*Stored data*:
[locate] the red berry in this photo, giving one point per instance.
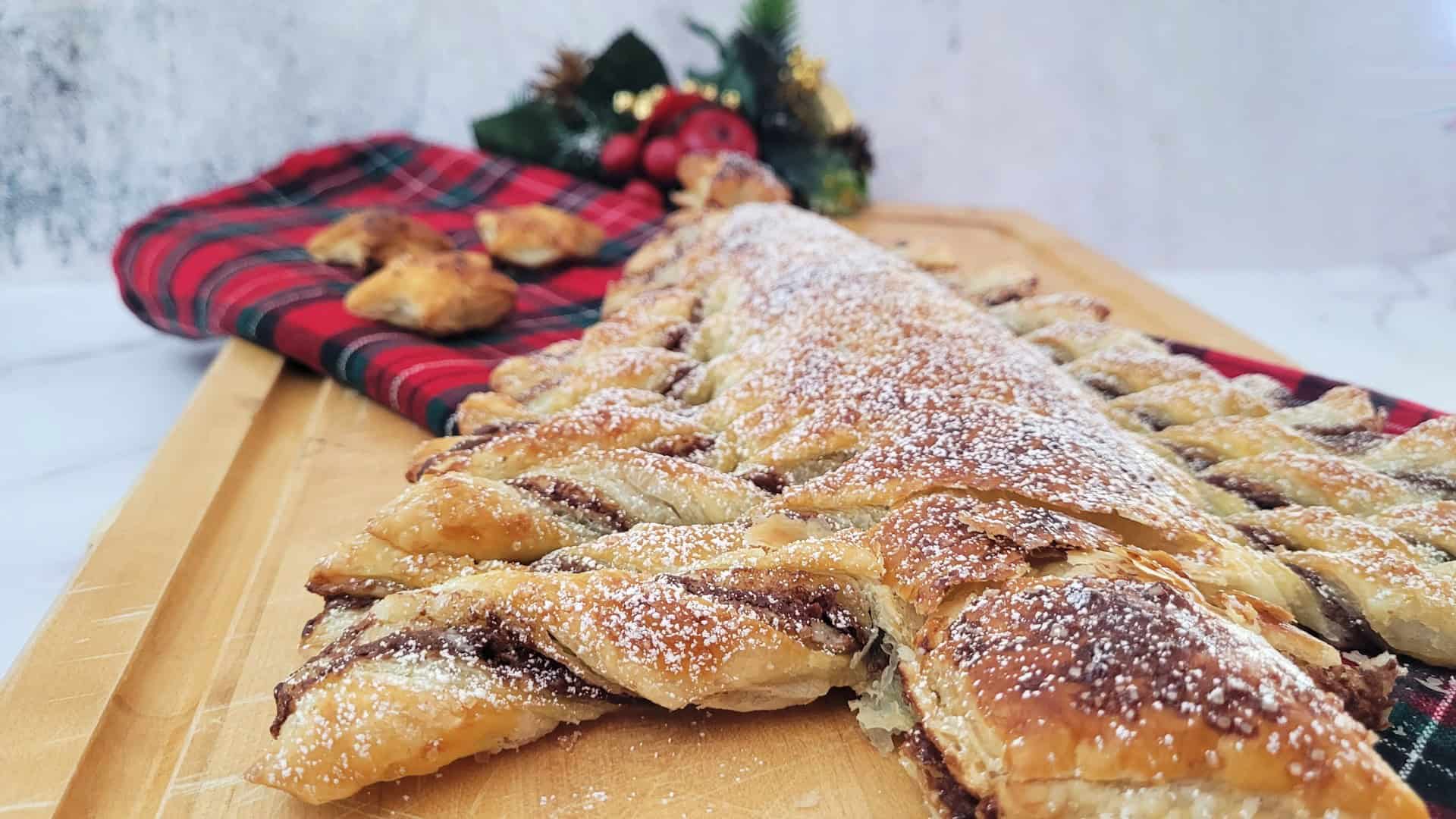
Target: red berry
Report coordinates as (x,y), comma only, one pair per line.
(717,129)
(619,155)
(660,158)
(644,191)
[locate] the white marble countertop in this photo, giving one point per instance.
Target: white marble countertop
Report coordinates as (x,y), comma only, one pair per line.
(89,391)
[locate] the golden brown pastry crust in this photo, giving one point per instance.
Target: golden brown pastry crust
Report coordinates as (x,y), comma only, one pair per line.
(918,455)
(437,293)
(538,235)
(369,240)
(726,180)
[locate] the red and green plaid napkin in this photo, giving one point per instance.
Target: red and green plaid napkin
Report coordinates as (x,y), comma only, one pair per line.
(234,262)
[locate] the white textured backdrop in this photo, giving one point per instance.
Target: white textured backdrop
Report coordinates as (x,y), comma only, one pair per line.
(1166,133)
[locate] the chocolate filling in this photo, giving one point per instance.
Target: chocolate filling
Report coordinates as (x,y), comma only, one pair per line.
(677,382)
(1348,439)
(676,337)
(568,564)
(1366,691)
(1266,539)
(1106,387)
(948,792)
(1155,423)
(577,502)
(682,447)
(791,605)
(1338,610)
(488,643)
(769,480)
(1196,458)
(1442,484)
(1260,494)
(481,436)
(332,604)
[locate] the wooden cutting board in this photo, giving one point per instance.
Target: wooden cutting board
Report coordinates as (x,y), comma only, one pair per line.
(149,687)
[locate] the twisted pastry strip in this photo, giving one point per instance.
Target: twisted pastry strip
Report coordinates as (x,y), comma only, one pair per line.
(542,509)
(995,493)
(497,659)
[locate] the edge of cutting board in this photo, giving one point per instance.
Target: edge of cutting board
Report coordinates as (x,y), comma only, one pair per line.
(126,654)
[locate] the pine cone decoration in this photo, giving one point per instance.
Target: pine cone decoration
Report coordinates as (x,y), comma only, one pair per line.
(855,143)
(560,80)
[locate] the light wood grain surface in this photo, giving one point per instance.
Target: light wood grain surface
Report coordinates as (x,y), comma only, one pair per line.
(149,687)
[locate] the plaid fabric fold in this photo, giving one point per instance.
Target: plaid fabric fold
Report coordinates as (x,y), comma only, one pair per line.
(232,262)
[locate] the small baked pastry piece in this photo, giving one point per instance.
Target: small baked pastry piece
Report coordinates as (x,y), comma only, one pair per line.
(989,286)
(1036,312)
(612,419)
(1424,457)
(1212,441)
(538,235)
(1184,403)
(369,240)
(724,180)
(927,254)
(1069,341)
(520,518)
(1120,371)
(435,293)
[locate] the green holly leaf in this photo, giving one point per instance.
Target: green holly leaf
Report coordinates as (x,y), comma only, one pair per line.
(529,130)
(626,64)
(707,34)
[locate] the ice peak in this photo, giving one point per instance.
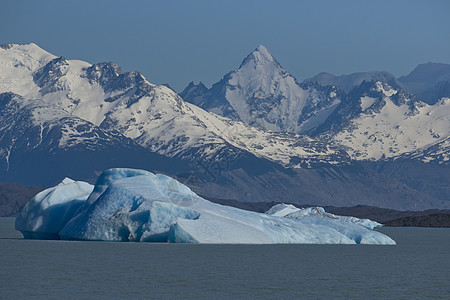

*Written exercise*:
Repeat every line above word for word, leaving out the pictures.

*Answer for this exercise*:
[locate] the red berry in this photo, giving one point per instance.
Target: red berry
Report coordinates as (x,y), comma only, one pair per line.
(717,129)
(619,155)
(660,158)
(644,191)
[locate] the white marble countertop in this photo, giving one point per instance.
Target: white marble countertop
Report coordinates as (x,y), comma only, one pair per line.
(89,391)
[locate] the golden brown pastry crust in this photo, giving one point per instance.
Target: golden brown pastry crust
Report coordinates as (x,y), comma only, one pair per line.
(918,455)
(437,293)
(538,235)
(369,240)
(726,180)
[locate] the red and green plaid napkin in this photo, giving one point per instance.
Target: red and green plaid napkin
Report coordinates as (x,y), comma only, one pair per line.
(234,262)
[locate] the white textured backdrop in this photo, giving one point per instance.
Target: white textured backdrop
Report coordinates as (x,y), comma only, one pair per line.
(1166,133)
[locate] the chocolate filling in this photo, giving one point per instance.
Target: chocolate filling
Report coordinates as (x,y), comma only, one pair per line.
(677,382)
(1348,439)
(676,337)
(568,564)
(1366,691)
(1266,539)
(1106,387)
(948,792)
(1155,423)
(577,502)
(682,447)
(791,605)
(1338,610)
(488,643)
(769,480)
(1196,458)
(1442,484)
(1260,494)
(481,436)
(332,604)
[locate] the wooden cutting board in this photo, giving one point per instance.
Target: wooden cutting board
Report coordinates as (x,y), comma only, one pair per line.
(149,687)
[locate] the twisted pastry strip in this photo, giving one point per instance.
Target: twisted pastry strip
Report coordinates as (x,y), comma only, one pair per line.
(542,509)
(995,493)
(497,659)
[locate] the edge of cutting board in this photo, giving one point per instance.
Target: edge of cutting board
Report coordinates as (x,y), comma only, one pair per line.
(126,654)
[locate] the pine cone decoration in this photo, giving one point per instance.
Target: pine cone decoration
Report coordinates as (x,y), comma only, one pair per line.
(855,143)
(560,80)
[locate] the light wood grain surface in this photo, giving one point per instance.
Target: light wood grain surface
Report coordinates as (x,y), comma only, one pair per line.
(149,687)
[locate] the plaid fabric fold in this photo, giving one point per instance.
Target: plaid fabric fold
Report coordinates as (x,y), comma only, one pair per line.
(232,262)
[locate] the small baked pastry piece in this photo, giving one point per instance.
Target: small baked pastry piece
Report coordinates as (x,y), comma only, one pair per line.
(989,286)
(1036,312)
(612,419)
(1424,457)
(1212,441)
(538,235)
(1184,403)
(369,240)
(724,180)
(927,254)
(1069,341)
(520,518)
(1120,371)
(435,293)
[locate] the green holly leaf in this photo, giving one point per instance.
Target: green holly leaf
Report coordinates as (x,y), comma only, one pair per line.
(529,130)
(626,64)
(707,34)
[locate] the ice peak in this photo, giving one point per instance.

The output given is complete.